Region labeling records
..........
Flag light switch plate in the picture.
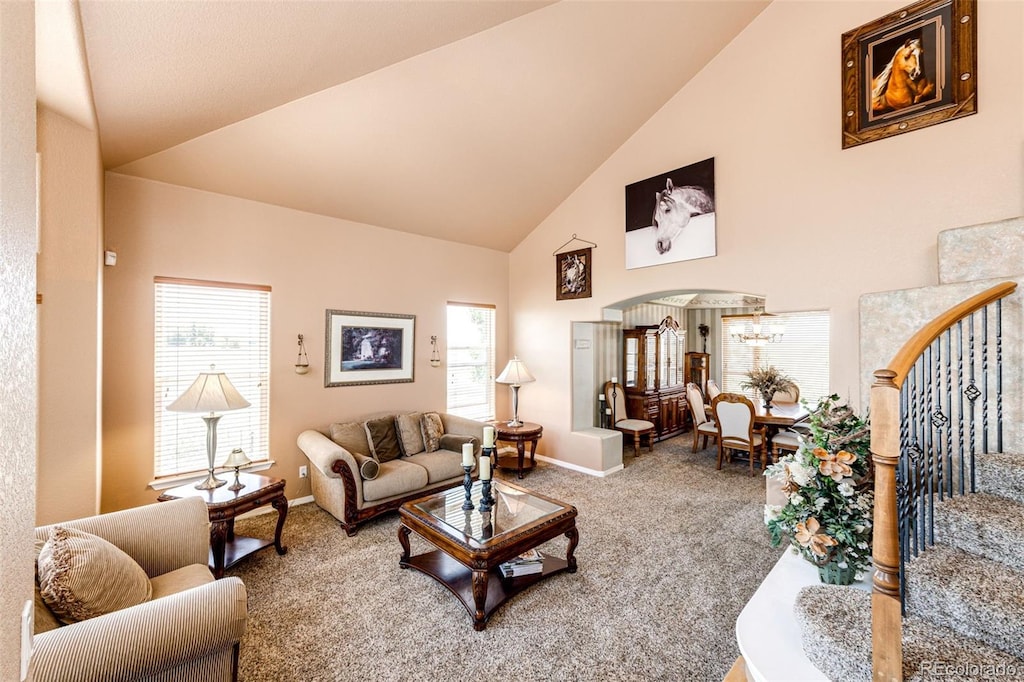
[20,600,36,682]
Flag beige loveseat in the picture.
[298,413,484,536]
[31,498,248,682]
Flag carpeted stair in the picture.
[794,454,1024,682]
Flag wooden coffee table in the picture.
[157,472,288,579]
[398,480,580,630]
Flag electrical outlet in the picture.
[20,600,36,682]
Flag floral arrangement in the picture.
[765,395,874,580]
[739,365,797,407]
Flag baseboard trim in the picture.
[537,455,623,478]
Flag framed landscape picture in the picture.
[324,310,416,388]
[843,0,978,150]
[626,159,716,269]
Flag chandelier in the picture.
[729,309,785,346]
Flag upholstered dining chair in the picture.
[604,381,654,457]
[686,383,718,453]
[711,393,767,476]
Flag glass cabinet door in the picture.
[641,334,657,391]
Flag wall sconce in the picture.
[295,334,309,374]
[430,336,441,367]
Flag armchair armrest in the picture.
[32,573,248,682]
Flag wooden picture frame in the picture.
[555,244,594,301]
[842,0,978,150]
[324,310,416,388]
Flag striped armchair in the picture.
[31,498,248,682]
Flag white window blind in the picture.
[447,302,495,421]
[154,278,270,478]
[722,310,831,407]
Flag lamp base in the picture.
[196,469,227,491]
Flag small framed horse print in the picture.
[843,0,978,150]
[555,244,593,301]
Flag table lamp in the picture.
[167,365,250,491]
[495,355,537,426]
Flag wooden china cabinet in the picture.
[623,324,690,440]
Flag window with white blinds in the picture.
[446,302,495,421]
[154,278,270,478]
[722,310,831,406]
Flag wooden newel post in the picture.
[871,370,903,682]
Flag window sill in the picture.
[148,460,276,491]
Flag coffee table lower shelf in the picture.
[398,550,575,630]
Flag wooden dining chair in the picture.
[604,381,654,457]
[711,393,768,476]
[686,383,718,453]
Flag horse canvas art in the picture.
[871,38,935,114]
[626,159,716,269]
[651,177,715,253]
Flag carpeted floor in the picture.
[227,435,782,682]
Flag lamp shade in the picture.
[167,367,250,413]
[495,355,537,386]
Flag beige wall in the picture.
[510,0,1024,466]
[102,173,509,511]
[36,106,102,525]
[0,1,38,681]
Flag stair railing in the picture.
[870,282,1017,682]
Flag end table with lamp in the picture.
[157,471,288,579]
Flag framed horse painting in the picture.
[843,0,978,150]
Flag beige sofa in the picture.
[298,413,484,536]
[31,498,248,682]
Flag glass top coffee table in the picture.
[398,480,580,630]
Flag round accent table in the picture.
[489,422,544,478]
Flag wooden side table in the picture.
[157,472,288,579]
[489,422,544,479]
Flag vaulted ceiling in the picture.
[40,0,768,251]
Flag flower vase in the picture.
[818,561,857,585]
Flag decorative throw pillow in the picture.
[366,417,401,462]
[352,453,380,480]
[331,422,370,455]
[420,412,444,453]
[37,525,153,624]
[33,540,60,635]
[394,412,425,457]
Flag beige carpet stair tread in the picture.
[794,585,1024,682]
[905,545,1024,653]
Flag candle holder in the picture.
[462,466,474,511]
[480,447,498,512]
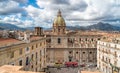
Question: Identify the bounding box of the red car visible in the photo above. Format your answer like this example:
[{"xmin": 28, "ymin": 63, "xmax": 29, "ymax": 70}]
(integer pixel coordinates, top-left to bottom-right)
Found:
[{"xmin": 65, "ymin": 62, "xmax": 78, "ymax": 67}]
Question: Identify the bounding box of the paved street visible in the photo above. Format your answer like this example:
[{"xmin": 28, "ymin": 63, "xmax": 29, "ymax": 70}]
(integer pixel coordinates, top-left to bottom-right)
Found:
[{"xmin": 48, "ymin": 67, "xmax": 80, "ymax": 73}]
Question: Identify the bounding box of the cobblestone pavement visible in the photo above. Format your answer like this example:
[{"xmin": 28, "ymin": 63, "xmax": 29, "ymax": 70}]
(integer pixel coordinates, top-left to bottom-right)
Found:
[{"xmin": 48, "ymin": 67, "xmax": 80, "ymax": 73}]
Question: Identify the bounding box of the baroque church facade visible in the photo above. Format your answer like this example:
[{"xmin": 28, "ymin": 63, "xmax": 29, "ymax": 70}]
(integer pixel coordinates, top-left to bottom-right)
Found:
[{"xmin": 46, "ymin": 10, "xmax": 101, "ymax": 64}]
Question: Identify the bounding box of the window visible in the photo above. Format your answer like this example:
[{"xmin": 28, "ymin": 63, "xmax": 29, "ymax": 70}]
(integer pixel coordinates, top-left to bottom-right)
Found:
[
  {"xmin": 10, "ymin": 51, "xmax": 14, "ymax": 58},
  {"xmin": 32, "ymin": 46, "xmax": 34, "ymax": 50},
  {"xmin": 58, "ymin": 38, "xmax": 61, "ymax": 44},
..........
Do this: Starting at the line that has "Flag glass cabinet door in the picture." and stopping after the line that has "[495,355,537,426]", write out those lines of the listing above again. Offset every coordinate value by adding 127, and leave all other text as it is.

Answer for this exercise:
Flag glass cabinet door in the picture.
[768,461,784,518]
Flag wall sconce in the picture.
[422,461,436,501]
[557,463,568,494]
Flag armchair armrest in the picture.
[159,700,375,809]
Flag wooden picture frame in the picture.
[682,371,721,428]
[969,127,1105,277]
[451,437,543,515]
Flag striped armchair in the picture.
[158,625,375,809]
Flag white window blind in the picture.
[574,429,622,548]
[281,405,397,605]
[849,437,958,534]
Flag lamp base in the picture.
[323,596,354,618]
Flag small framed horse print in the picture.
[970,127,1105,277]
[682,371,720,428]
Flag table lamp in the picture.
[294,492,377,618]
[622,482,664,553]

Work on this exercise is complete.